--- WHAT THE TASK REQUIRES ---
Give the data again exactly, from its opening line through the line in which "positive clicks: (722, 434)" appears.

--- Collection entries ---
'''
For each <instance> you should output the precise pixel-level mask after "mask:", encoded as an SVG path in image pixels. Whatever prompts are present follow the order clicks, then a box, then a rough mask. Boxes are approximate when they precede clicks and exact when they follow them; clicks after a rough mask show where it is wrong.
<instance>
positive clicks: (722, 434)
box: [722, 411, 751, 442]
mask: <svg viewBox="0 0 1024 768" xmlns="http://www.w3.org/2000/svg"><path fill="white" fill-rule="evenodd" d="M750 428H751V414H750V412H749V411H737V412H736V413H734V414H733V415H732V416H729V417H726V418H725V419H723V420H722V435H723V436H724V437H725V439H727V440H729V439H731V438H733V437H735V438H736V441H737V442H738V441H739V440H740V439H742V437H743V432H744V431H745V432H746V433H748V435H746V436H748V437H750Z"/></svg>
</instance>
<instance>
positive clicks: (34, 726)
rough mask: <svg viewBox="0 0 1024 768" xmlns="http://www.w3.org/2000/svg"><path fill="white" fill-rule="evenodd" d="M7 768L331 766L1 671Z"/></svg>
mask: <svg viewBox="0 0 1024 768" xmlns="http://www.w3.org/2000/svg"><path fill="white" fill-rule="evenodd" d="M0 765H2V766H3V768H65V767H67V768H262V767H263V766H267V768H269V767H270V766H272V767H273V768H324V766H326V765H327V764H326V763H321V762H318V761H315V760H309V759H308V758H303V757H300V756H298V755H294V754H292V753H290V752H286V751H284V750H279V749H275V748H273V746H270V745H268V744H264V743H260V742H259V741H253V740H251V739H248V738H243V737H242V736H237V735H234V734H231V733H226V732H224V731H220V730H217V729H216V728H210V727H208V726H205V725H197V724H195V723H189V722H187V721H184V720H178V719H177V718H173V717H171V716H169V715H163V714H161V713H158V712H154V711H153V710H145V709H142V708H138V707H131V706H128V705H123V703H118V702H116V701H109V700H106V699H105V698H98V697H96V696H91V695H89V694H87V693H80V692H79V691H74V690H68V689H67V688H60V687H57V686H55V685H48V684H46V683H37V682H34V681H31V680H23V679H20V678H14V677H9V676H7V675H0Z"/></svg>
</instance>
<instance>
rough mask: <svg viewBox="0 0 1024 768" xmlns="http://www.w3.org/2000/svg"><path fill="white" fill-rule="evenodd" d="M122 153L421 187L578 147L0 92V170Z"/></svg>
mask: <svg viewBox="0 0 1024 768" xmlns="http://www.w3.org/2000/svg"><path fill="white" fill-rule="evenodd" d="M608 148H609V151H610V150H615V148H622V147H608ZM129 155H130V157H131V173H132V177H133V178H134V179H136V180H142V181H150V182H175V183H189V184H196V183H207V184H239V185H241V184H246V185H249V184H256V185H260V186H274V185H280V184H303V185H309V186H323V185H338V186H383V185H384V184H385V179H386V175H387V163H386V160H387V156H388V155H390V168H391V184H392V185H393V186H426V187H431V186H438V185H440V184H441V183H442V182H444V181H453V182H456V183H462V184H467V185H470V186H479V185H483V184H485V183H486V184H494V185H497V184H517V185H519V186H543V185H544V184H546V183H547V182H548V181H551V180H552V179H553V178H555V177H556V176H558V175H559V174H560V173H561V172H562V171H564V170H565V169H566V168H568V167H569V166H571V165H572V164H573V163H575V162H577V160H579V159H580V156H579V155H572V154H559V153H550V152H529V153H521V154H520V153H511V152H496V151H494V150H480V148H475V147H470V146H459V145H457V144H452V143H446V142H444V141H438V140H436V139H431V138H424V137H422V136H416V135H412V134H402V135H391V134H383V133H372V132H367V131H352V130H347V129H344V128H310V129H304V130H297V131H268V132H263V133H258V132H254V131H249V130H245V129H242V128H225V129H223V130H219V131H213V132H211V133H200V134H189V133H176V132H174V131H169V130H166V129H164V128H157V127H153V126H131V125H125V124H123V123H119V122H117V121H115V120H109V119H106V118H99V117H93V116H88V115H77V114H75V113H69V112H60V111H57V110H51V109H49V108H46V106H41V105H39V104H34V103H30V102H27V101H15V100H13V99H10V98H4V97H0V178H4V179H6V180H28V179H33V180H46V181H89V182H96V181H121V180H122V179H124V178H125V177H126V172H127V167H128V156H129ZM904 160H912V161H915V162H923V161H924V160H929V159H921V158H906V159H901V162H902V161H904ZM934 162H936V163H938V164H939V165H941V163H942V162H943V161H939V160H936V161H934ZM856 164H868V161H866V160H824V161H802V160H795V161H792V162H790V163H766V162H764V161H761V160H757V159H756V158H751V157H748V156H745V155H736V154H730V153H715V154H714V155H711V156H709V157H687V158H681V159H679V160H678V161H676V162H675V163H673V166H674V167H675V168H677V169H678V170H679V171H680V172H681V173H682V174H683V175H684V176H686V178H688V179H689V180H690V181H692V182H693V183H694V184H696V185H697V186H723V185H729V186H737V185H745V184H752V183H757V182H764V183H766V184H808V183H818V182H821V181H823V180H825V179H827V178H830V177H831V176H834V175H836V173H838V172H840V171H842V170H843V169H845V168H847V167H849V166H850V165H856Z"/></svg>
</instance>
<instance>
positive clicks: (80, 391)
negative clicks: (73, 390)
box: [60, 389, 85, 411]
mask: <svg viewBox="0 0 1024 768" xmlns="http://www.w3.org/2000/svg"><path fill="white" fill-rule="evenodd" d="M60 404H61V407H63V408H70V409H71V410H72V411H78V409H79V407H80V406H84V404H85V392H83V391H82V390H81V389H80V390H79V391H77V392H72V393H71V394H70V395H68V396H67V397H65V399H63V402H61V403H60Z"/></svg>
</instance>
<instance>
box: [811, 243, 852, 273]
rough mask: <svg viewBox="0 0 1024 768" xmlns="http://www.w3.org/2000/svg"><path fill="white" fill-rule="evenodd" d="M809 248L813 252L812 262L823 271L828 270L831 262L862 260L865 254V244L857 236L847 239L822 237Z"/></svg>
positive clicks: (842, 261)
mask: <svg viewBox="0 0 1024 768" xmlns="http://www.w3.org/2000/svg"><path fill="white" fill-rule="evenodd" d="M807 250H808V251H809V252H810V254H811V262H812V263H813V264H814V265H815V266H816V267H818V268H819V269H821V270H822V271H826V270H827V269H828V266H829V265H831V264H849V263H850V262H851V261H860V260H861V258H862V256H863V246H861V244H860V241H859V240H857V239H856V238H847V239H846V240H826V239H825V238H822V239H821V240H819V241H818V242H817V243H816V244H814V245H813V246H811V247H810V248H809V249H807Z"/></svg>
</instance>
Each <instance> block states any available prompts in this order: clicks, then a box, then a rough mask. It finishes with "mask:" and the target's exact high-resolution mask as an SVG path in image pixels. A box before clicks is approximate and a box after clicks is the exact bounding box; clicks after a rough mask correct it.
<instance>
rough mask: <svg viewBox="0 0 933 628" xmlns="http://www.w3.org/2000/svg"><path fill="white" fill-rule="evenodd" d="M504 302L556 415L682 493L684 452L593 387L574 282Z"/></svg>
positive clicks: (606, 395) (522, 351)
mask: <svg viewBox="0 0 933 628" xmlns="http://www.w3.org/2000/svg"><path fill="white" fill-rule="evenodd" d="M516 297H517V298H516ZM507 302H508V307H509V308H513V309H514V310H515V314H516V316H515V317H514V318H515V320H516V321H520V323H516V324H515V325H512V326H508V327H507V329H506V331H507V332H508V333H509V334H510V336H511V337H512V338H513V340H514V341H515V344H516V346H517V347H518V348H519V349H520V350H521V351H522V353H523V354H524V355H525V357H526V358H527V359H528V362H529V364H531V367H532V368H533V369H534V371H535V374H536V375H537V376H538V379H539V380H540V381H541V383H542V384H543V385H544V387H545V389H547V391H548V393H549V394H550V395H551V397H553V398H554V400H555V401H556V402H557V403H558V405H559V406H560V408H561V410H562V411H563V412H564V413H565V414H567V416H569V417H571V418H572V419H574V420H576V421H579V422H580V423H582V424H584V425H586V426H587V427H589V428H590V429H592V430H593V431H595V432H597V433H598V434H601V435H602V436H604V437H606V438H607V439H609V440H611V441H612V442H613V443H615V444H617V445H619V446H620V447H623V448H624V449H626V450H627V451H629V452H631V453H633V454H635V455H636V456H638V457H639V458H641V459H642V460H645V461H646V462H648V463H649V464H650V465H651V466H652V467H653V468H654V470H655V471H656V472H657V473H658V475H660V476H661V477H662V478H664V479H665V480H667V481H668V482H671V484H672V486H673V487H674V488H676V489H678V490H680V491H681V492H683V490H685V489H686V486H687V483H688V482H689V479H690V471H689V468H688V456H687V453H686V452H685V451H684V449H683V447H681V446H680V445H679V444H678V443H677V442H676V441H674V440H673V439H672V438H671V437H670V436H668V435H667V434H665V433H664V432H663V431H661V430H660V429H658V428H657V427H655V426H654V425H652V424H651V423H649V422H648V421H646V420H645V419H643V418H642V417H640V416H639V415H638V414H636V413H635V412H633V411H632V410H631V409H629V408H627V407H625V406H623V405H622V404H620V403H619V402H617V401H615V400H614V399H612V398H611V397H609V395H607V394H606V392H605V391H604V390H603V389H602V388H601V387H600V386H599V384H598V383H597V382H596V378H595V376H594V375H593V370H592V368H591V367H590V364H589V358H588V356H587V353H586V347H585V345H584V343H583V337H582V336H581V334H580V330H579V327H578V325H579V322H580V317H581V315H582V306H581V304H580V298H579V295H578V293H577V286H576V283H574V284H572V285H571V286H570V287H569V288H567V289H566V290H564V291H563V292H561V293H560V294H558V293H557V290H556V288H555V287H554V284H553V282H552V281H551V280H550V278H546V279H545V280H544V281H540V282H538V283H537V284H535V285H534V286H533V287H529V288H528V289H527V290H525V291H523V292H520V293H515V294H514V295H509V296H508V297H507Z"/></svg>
'''
--- ANSWER SPACE ---
For each <instance> you should output the precise pixel-level mask after "mask:", encoded as an SVG path in image pixels. Whatever prompts are present follow the order clicks, then a box, then a rough mask. Boxes are approximate when they precede clicks and exact when they follow them; clicks after a rough mask show where it is wrong.
<instance>
positive clicks: (722, 434)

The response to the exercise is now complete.